> Activity
The expected result is every entry, retyped character for character.

> The data
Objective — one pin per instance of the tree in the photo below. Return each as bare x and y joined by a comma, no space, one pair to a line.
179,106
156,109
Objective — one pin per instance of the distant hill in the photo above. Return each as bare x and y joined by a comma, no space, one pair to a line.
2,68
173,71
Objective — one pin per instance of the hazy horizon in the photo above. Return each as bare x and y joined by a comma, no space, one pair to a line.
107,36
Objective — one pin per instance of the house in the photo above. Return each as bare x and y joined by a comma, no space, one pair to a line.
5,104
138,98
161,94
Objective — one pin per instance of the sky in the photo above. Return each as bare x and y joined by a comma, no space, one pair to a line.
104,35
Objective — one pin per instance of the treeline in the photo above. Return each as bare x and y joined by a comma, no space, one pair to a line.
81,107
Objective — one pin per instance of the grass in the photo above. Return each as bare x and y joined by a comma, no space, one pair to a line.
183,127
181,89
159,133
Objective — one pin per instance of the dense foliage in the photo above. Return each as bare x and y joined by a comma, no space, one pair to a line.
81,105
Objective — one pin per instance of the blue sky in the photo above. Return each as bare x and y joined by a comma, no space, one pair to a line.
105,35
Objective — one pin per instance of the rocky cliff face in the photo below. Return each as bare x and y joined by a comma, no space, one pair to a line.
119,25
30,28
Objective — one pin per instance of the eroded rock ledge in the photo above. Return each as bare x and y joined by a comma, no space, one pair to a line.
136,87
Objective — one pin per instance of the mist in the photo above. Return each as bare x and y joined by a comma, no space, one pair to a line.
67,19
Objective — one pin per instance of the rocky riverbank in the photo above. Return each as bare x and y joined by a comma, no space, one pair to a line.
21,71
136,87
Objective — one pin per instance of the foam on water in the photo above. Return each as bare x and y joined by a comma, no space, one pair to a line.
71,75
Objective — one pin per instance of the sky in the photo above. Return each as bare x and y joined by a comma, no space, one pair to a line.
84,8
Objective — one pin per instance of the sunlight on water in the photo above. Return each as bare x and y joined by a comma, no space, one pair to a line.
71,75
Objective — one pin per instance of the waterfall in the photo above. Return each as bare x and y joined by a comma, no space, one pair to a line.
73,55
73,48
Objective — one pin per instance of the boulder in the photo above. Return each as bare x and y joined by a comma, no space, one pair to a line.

> Result of this task
Objective — one pin per instance of the tree in the photo below. Return each as bare x and y joined by a comma, no space, one pair to a line.
179,106
156,109
Objective — one pin per instance of the distant hill in the photo above. Return each as bare x and y joined by a comma, no space, one pair to a line.
2,68
173,71
Objective — one pin per instance of the hazy horizon in the photo above. Return each as bare x and y joined by a comma, no space, one pair to a line.
107,36
Objective — one pin per instance of the house in the photo above. Return each as bare x and y joined by a comma, no space, one pair to a line.
5,104
138,98
161,94
Objective — one pin per instance of the sky in the photo above. Return each as bare x and y joined by a comma, no space, one pair to a line.
104,35
Objective — one pin per instance of the treeline in the photo above. Return each as bare x and y joined by a comma, no space, one pair to a line.
81,107
Objective — one pin per instance of the grass in the photo above. Return each as bare x and y joined by a comma, no space, one pair to a line.
183,127
181,89
159,133
Objective — one pin per instance of the dense foliage in the photo above. Return each as bare x and y joined by a comma, no space, one pair to a line.
81,105
Objective — one pin per instance of the blue sky in the photo above. Return each as bare x and y joined by a comma, no space, one pair to a line.
105,35
Objective — one pin per instance of the rocky cliff face in the photo below. Return each as bare x and y joined by a comma, no space, one pair to a line.
119,25
30,28
Objective — one pin per instance of the eroded rock ledge in the photo above. Return each as bare x and y joined by a comma, no space, one pair to a line.
136,87
Objective — one pin per instance of the mist in the photo above. Return each as bare x and y joined by a comma, no space, one pair to a line.
67,19
Objective — one pin per instance of the rocky riverbank in the photo above. Return each as bare x and y joined by a comma, no space, one pair to a line.
21,71
136,87
Objective — one pin per instance of the foam on water in the photo above. Return each as bare x and y joined by a comma, no space, one pair to a line.
71,75
Objective — one pin per instance of the sky in the photo above. Return each as bare x and y joined by a comma, no space, one pair to a line.
84,8
Objective — one pin per instance of the sunlight on water in the photo above. Return each as bare x and y joined by a comma, no space, one pair to a line.
71,75
Objective — one pin per instance of the waterfall in the photo above. Return each as bare x and y joined by a comma, no space, one pair to a line.
73,55
73,48
Objective — one pin per instance of the boulder in the photo above. Return each as bare x and y joined by a comma, no space, one pair to a line.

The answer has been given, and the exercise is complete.